◆ Selection:
* * * * * * * * *

Life got in the way – two years in the army, work, marriage, family responsibilities, the need to earn more and more money, all the muck that bogs us down when we don’t have the balls to stand up for ourselves – but I had never lost my interest in books. Reading was my escape and my comfort, my consolation, my stimulant of choice: reading for the pure pleasure of it, for the beautiful stillness that surrounds you when you hear an author’s words reverberating in your head.

It seems that Nathan Glass is one of those annoying fictional characters who inherently knows everything, is incredibly self-aware, and, despite his cynicism and faults, is always right in his predictions. Rather, I think that Nathan’s age and variety of life experiences have shaped his ability to read, and yet at the same time be utterly surprised by, the follies of human nature. His authorial instincts allow him to recognize how the narrative of life is shaped by coincidences. It really celebrates is the power of the personal narrative in the arena of the political. The novel ends forty six minutes before the 2001 World Trade Center attacks in New York, with Nathan Glass announcing he is happy. The 2000 presidential election is mentioned, but these are merely background, context setting for the personal stories to take place against.

* * * * * * * * *

◆ Information shown:

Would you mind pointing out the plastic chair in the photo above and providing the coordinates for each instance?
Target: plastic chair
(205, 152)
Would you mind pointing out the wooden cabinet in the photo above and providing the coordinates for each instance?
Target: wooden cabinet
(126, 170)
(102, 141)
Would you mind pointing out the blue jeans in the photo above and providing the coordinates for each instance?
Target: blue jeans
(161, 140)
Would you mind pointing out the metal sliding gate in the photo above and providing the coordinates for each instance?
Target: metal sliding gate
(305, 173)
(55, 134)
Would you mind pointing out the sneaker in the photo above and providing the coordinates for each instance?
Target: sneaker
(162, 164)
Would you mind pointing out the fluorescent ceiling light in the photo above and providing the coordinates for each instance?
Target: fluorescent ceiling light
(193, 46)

* * * * * * * * *

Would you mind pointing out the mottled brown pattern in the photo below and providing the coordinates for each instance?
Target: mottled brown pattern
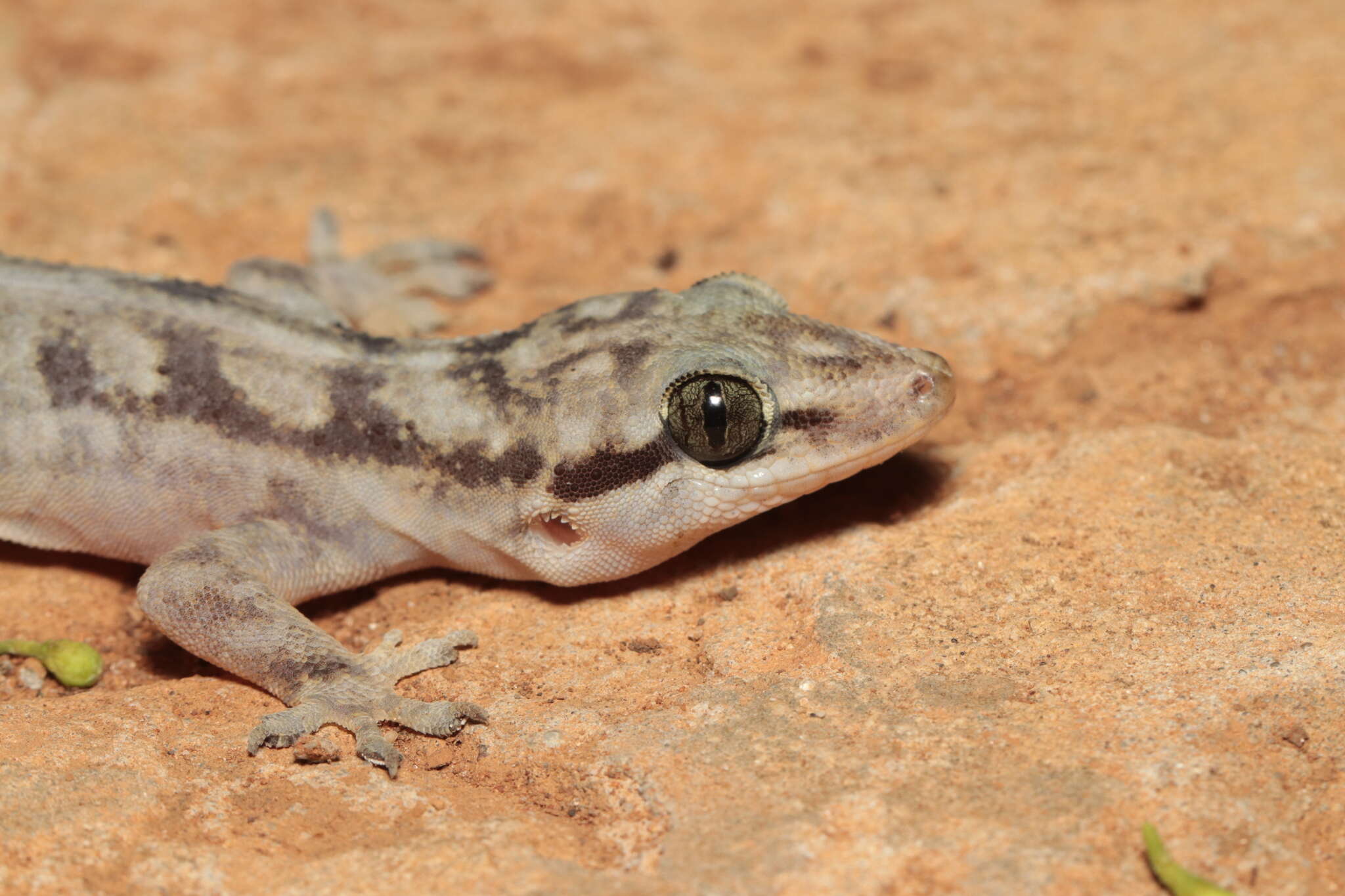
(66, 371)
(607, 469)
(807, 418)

* * * * * * * * *

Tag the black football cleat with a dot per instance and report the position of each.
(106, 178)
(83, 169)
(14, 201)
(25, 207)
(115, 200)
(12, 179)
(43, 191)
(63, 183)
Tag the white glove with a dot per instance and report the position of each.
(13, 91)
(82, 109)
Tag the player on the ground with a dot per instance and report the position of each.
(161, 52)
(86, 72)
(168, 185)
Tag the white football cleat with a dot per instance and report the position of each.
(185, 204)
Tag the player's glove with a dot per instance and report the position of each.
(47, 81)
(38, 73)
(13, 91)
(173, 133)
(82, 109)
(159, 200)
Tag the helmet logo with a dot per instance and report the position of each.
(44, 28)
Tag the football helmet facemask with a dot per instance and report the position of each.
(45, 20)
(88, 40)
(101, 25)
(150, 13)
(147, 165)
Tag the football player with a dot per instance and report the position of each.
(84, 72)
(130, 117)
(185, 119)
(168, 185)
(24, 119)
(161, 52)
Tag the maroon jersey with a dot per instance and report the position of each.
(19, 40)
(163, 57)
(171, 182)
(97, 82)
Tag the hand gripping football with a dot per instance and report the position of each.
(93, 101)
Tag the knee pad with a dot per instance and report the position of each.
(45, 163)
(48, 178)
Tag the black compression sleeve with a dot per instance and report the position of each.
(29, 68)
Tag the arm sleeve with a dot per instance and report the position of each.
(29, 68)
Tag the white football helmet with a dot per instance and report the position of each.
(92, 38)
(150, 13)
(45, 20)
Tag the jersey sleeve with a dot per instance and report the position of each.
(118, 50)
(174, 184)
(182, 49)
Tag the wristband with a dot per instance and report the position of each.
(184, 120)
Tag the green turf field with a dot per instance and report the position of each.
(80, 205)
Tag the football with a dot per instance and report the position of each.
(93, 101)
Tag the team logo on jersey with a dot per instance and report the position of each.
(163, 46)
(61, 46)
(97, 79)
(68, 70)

* * * * * * * * *

◆ Stated goal A: Repeat the passage on Nathan Glass from "Life got in" up to and including "in your head.".
◆ Stated goal B: Write what comes next in the passage on Nathan Glass, picking up after its final sentence.
The material has no connection to the passage on Nathan Glass.

◆ Response A:
Life got in the way – two years in the army, work, marriage, family responsibilities, the need to earn more and more money, all the muck that bogs us down when we don’t have the balls to stand up for ourselves – but I had never lost my interest in books. Reading was my escape and my comfort, my consolation, my stimulant of choice: reading for the pure pleasure of it, for the beautiful stillness that surrounds you when you hear an author’s words reverberating in your head.

◆ Response B:
That’s what we’re talking about, isn’t it? A dream, a wild dream of removing ourselves from the cares and sorrows of this miserable world and creating a world of our own. A long shot, yes, but who’s to say it can’t happen?

The Brooklyn Follies is a ripping good yarn, and it almost pains me to not be able to pinpoint exactly what it is that made me enjoy it so much. As Nathan and the cast of characters are changed and shaped by what happens, The Brooklyn Follies serves as a reminder that life doesn’t end until death, no matter how old you are, how hopeless, how distanced, there is always the possibility of change.